*Instructions to follow*
When you reach the line with "point: the black" in the listing below, transcribe it and each line after it up to and including the line with "point: the man in background", exactly and with nothing else.

(Records shown)

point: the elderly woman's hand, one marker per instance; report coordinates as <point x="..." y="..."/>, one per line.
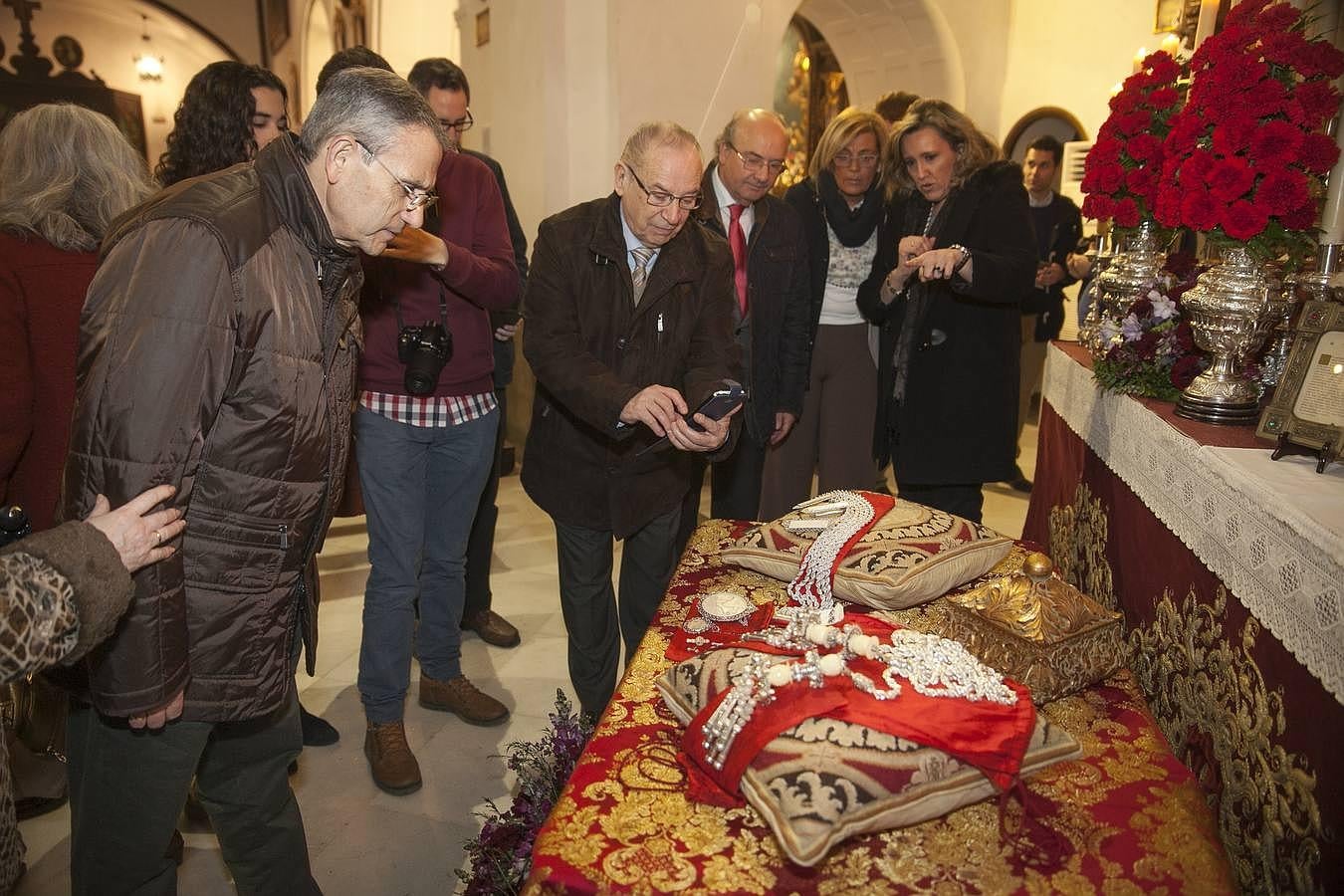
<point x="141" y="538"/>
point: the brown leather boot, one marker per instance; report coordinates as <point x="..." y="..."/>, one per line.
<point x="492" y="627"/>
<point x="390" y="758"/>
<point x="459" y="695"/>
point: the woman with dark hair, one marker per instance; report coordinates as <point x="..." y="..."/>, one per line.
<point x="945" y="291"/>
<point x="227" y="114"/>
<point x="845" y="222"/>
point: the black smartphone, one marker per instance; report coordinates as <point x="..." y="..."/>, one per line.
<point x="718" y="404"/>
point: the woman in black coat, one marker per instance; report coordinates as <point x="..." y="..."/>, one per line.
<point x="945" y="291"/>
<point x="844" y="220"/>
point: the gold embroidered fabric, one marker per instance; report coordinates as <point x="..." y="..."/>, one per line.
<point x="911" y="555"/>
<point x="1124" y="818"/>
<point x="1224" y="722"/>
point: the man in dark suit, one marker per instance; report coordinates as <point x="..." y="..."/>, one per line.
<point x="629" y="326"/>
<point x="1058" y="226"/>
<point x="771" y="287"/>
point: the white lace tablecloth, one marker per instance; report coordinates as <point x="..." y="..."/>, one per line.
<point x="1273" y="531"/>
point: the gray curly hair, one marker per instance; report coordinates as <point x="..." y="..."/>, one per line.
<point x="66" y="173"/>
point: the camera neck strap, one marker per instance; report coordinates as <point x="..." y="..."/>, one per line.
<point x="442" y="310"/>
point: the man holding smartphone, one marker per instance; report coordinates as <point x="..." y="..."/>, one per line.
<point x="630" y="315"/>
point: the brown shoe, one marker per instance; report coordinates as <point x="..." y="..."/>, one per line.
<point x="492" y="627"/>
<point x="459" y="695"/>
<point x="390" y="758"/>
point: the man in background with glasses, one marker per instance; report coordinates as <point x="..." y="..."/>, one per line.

(End Records shown)
(Records shown)

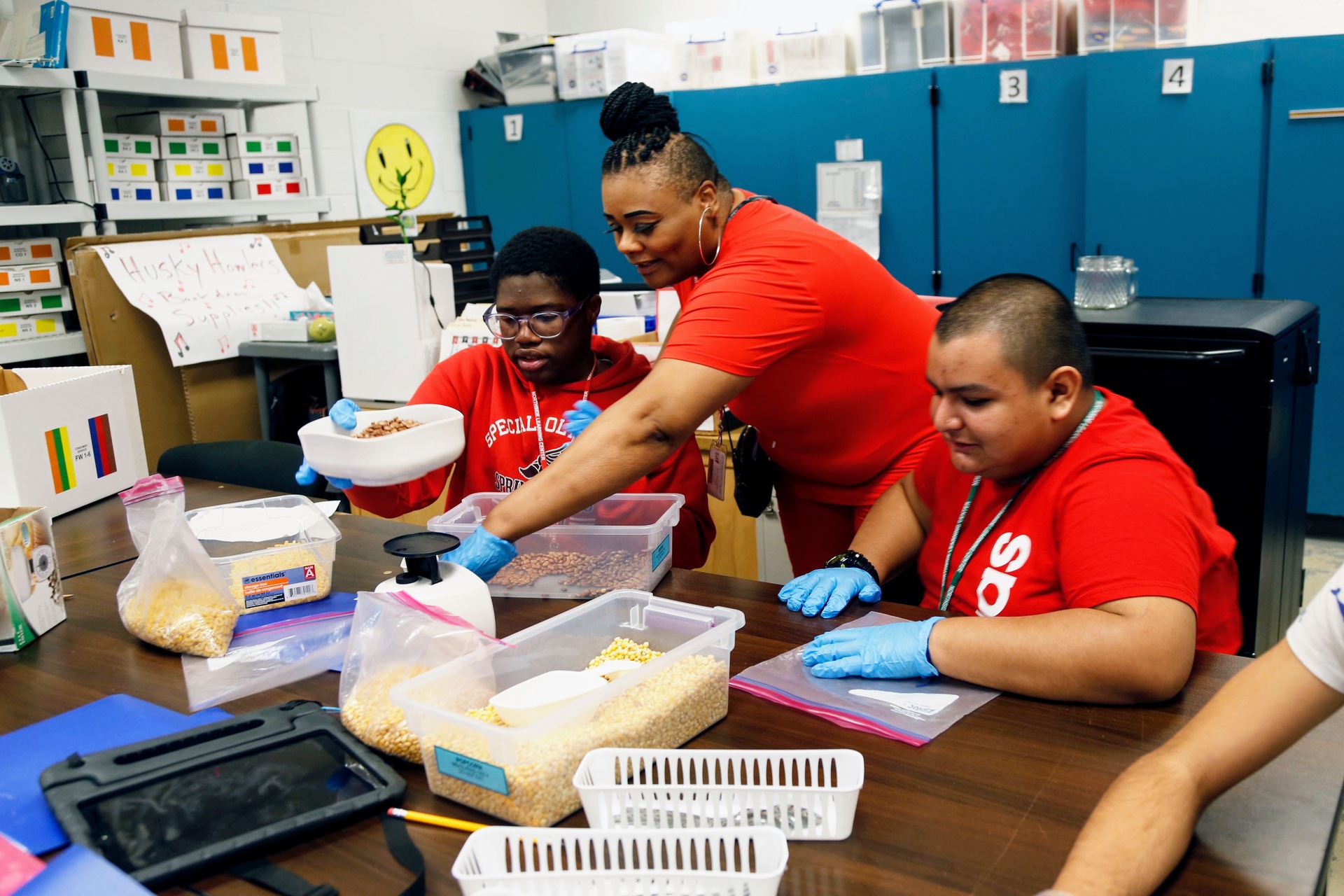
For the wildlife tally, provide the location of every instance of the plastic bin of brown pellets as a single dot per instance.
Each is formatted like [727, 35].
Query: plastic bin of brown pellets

(End Records shown)

*Written answer*
point: the black smartphone, one marker per instance; report coordinates as <point x="..." y="..."/>, one per line.
<point x="718" y="404"/>
point: the woman in black coat, one marker per instance; report coordinates as <point x="..." y="..."/>, one per line.
<point x="945" y="291"/>
<point x="844" y="220"/>
point: the gold embroidered fabric, one marker per instance; report coordinates as <point x="..." y="..."/>, one per line.
<point x="911" y="555"/>
<point x="1124" y="818"/>
<point x="1224" y="722"/>
point: the man in dark suit, one marker per instance; report coordinates as <point x="..." y="..."/>, one per line.
<point x="629" y="326"/>
<point x="1058" y="226"/>
<point x="771" y="287"/>
point: the white lace tablecloth, one marker per instance; report coordinates as <point x="..." y="..."/>, one per line.
<point x="1273" y="531"/>
point: the gray curly hair, one marker per instance; report coordinates as <point x="..." y="..."/>, one per line.
<point x="66" y="173"/>
point: the camera neck strap, one marker per instance; report coordinates as <point x="..." y="..."/>, one per line.
<point x="442" y="310"/>
point: the man holding smartphone, one marker per instance; report coordinates as <point x="..." y="..."/>, one per line.
<point x="630" y="315"/>
point: the brown shoe, one marker per instance; report coordinates as <point x="..." y="..."/>, one per line.
<point x="492" y="627"/>
<point x="459" y="695"/>
<point x="390" y="758"/>
point: the man in background with glasses, one marker per instance; report coordinates as <point x="..." y="..."/>, one per line.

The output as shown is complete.